Text segment:
────────────────────────────────────────

The problem with the TODO approach

The problem I have with this approach is that it mistakes ‘getting a row of green dots when running RuboCop’ with ‘having a healthy coding style’.

And my issues stem from the inclusion of .rubocop_todo.yml at the top of .rubocop.yml, the file which is supposed to be your definitive list of rules.

It’s one thing to generate a report of code that doesn’t meet the standards that RuboCop expects. That usage of the TODO file is great, and can be helpful. But by including it within your main rules file, you are effectively changing what you consider to be good coding practice within your codebase.

You get that nice, green output because RuboCop selectively turns off cops for some files, and adjusts metrics that affect the entire codebase.

For most cops, the generated TODO file generates a file-by-file list of exemptions. For example, from a real world example:

# Offense count: 6
# Cop supports --auto-correct.
Style/EachWithObject:
Exclude:
- 'app/forms/preferences_form.rb'
- 'app/models/concerns/form_extensions/serializer.rb'
- 'app/presenters/season_offers_view.rb'
- 'app/services/docusign_webhook_service.rb'
- 'app/services/negotiations_builder.rb'
- 'app/services/offer_creation_service.rb'

In this example, RuboCop found six files where inject or reduce were used in a place where each_with_object could be more efficient and/or make more readable code. By including the TODO file in our main .rubocop.yml file, we are saying “use each_with_object where possible, except in these six files.”

Maybe you think that’s OK. Certainly, I’d agree that it’s not particularly damaging to the rest of the application. You could (and should) argue, though, that anybody who needed to edit any of those six files ought to have their code subject to the same code rules as any other file in the application.

More egregious are those cops which are disabled because too many files violated them:

# Offense count: 373
# Cop supports --auto-correct.
# Configuration parameters: EnforcedStyle, IndentationWidth.
# SupportedStyles: with_first_argument, with_fixed_indentation
Layout/AlignArguments:
Enabled: false

If you import the TODO file blindly, then no file, now or in the future, will get checked against this cop at all.

Similarly, RuboCop’s metrics measurements will be adjusted upwards so that every single line, method, class and module passes:

# Offense count: 30
# Configuration parameters: CountComments.
Metrics/ClassLength:
Max: 535

# Offense count: 16
Metrics/CyclomaticComplexity:
Max: 17

# Offense count: 816
# Cop supports --auto-correct.
# Configuration parameters: AutoCorrect, AllowHeredoc...

────────────────────────────────────────

Collected data:
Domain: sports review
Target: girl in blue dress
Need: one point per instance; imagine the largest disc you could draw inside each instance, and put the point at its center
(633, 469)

────────────────────────────────────────

Tasks for this exercise:
1. Answer these questions from the text on RuboCop's TODO file, one per line:
(a) In how many files is Style/EachWithObject exempted in the first configuration excerpt?
(b) What offense count is listed for Layout/AlignArguments?
(c) What Max value does the TODO file set for Metrics/ClassLength?
2. Extend the text on RuboCop's TODO file, picking up from its final line.

Task-by-task results:
1.
(a) Six
(b) 373
(c) 535

2.
# URISchemes: http, https
Metrics/LineLength:
Max: 1051

# Offense count: 60
# Configuration parameters: CountComments, ExcludedMethods.
Metrics/MethodLength:
Max: 533

# Offense count: 1
# Configuration parameters: CountComments.
Metrics/ModuleLength:
Max: 119

Again, this snippet is generated from a real world, production codebase. And yes, somewhere in that codebase is a line which is 1051 characters long.

And if that TODO file were to get checked in as part of your RuboCop configuration, how would you be able to set yourself any practical limits on new code that you write?

That’s the problem I have with the whole “run --auto-gen-config to get a green pass” approach to RuboCop. It’s effectively saying, “let’s write our styleguide to match the mess we have right now.” Which risks allowing us to get away with writing more mess in the future.

Instead, I want us to think of .rubocop.yml as being a definitive statement of how we want all our future code — whether brand new, or rewrites of older code — to be written.

And that means never, ever including .rubocop_todo.yml.

Sure, we won’t have a nice green output when we run .rubocop.yml. Instead, we’ll have an honest appraisal of where we are with our code.

Knowing how much of our code doesn’t meet the standards we want is more important than telling ourselves everything’s okay.

That doesn’t mean the --auto-gen-config command line argument doesn’t have merit, but it does need a little more careful handling.

A saner TODO file

Having a TODO file of code that violates our clearly defined set of rules is a definite boon when it comes to looking at where, and how, to address the discrepancy between the code style we have and the code style we want.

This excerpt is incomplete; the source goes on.